Die Winterspiele in Pyeongchang stehen kurz vor der Eröffnung. Dass es gemeinsame Teams mit Nordkorea gibt, ärgert im Süden viele.

Auf ein gemeinsames Team mit ihren nordkoreanischen Kolleginnen haben viele südkoreanische Eishockey-Spielerinnen keine Lust Foto: dpa

Pyeongchang taz | Für Bae Seong-han, einen 40-jährigen Familienvater aus der Seouler Vorstadt, ist es nicht weniger als Ehrensache, dass er seinen diesjährigen Winterurlaub mit Frau und Kindern in Pyeongchang verbringt. Bae steht am Fuße des Alpensia-Skihangs, wo schon bald die Biathleten um die Medaillen kämpfen werden. An diesem eisigen Januartag rasen jedoch nur seine zwei siebenjährigen Zwillinge auf neongelben Plastikschlitten durch den Schnee.

„Als ich im Alter meiner Söhne war, da fand bei uns in Seoul gerade die Sommerolympiade statt“, erinnert sich der Büroangestellte mit der schwarzen Baseballkappe. Aufgrund schleppender Ticketverkäufe habe die Regierung damals Eintrittskarten an die Grundschulen verteilt. „So konnte ich auch einmal dabei sein, das war rückblickend ein einschneidendes Erlebnis“, sagt er. Zum ersten Mal seit dem Koreakrieg habe die Welt nach Südkorea geschaut – eine aufstrebende Wirtschaftsnation, dessen Bevölkerung kurz zuvor ihrer Militärregierung freie Wahlen abgerungen hat.

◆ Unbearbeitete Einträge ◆
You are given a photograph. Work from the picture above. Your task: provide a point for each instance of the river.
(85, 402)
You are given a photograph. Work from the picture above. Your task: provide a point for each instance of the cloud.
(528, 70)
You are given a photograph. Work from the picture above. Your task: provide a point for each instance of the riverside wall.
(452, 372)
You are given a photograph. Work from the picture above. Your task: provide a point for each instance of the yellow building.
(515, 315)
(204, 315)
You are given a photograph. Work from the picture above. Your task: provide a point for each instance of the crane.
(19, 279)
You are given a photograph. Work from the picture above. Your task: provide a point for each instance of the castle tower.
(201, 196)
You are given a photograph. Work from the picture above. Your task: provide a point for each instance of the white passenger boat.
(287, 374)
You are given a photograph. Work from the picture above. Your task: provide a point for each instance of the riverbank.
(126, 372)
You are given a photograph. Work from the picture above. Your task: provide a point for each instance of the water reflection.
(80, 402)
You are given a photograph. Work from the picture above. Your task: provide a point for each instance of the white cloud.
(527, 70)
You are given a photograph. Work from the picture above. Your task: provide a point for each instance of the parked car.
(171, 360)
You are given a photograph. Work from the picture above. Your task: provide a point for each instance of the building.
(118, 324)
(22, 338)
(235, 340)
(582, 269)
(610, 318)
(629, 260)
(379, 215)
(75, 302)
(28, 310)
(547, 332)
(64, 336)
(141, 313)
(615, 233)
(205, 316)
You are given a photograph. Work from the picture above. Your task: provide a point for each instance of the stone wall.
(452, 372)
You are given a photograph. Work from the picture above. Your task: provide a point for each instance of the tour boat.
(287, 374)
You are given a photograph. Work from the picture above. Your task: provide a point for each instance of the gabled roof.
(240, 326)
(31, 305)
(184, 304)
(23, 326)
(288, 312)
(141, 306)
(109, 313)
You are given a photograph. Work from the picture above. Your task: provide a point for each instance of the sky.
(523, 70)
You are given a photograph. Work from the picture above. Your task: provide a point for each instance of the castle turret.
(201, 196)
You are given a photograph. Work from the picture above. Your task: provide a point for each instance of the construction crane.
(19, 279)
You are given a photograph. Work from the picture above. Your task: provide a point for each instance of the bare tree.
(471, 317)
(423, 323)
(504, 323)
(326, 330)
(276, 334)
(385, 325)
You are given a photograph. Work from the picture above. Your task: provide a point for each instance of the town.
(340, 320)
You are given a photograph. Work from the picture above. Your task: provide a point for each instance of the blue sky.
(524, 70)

◆ Zu erledigende Aufgaben ◆
A – Welchen Beruf übt Bae Seong-han laut dem Ausgangstext aus?
B – Duplizieren Sie aus dem Ausgangstext wortgetreu den Abschnitt von „Pyeongchang taz |“ bis „durch den Schnee.“.
C – Erläutern Sie anhand des Ausgangstextes, weshalb die Regierung zur Zeit der Sommerolympiade in Seoul Eintrittskarten an die Grundschulen verteilte.

◆ Richtige Antworten ◆
A – Er ist Büroangestellter.

B –
Pyeongchang taz | Für Bae Seong-han, einen 40-jährigen Familienvater aus der Seouler Vorstadt, ist es nicht weniger als Ehrensache, dass er seinen diesjährigen Winterurlaub mit Frau und Kindern in Pyeongchang verbringt. Bae steht am Fuße des Alpensia-Skihangs, wo schon bald die Biathleten um die Medaillen kämpfen werden. An diesem eisigen Januartag rasen jedoch nur seine zwei siebenjährigen Zwillinge auf neongelben Plastikschlitten durch den Schnee.

C – Der Ticketverkauf lief schleppend, deshalb verteilte die Regierung die Eintrittskarten an die Grundschulen. So konnte auch Bae als Kind einmal dabei sein.